-- DATASET EXTRACT --
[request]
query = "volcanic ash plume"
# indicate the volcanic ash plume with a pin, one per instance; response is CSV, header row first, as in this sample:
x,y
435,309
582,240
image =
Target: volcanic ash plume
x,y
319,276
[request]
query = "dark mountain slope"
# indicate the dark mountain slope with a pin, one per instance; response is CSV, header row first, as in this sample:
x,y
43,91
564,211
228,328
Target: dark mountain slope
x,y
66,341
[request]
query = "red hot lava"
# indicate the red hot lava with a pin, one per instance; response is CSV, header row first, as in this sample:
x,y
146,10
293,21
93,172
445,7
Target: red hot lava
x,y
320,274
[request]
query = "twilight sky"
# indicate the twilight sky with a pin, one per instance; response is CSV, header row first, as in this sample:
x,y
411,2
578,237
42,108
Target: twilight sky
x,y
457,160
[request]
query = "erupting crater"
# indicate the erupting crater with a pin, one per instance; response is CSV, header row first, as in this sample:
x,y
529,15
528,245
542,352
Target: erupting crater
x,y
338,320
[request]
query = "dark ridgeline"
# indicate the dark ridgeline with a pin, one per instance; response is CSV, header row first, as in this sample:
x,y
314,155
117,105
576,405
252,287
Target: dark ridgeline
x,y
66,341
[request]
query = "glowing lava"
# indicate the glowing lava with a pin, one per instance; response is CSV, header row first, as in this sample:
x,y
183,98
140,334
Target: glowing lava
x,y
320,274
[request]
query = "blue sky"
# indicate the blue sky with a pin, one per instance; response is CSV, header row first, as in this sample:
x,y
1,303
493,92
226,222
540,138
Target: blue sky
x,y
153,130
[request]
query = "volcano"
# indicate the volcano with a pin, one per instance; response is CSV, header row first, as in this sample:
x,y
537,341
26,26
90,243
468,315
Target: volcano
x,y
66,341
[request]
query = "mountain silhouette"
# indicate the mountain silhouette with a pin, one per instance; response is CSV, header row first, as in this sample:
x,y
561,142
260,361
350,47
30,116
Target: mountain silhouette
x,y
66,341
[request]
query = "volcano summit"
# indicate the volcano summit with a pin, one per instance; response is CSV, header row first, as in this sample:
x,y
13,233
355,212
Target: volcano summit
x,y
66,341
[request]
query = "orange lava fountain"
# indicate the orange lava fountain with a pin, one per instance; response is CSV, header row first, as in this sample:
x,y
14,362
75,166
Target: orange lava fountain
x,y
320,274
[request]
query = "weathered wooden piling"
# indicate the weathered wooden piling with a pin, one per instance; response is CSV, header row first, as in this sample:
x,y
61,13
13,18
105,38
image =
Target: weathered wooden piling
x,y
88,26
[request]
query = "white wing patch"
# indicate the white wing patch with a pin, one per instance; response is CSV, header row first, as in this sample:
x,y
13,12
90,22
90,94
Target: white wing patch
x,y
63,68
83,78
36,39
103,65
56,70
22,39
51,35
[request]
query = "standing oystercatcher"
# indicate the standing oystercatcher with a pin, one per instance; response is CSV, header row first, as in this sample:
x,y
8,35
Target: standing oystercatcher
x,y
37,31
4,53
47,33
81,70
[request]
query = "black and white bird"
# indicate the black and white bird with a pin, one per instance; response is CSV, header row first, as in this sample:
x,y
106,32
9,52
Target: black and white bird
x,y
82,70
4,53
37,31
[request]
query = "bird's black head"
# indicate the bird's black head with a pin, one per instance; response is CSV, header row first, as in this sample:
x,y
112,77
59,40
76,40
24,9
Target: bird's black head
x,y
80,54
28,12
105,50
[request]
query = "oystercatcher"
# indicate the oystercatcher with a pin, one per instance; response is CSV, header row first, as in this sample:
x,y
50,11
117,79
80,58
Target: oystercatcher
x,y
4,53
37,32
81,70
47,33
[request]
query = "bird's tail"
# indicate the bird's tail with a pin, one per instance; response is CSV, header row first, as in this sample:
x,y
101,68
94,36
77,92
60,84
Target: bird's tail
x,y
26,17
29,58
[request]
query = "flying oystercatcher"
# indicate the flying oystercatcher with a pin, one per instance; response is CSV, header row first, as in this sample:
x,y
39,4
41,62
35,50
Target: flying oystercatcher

-- REQUEST --
Gather every line of the records that contains the string "mountain". Case counts.

-- SOLUTION TO THE PROBLEM --
query = "dark mountain slope"
# indicate the dark mountain slope with a pin, one per instance; response is CSV, header row first, as in this sample:
Target: dark mountain slope
query = "mountain silhouette"
# indicate the mountain silhouette with a pin, one per instance; response is CSV, header row first, as in this sample:
Target: mountain silhouette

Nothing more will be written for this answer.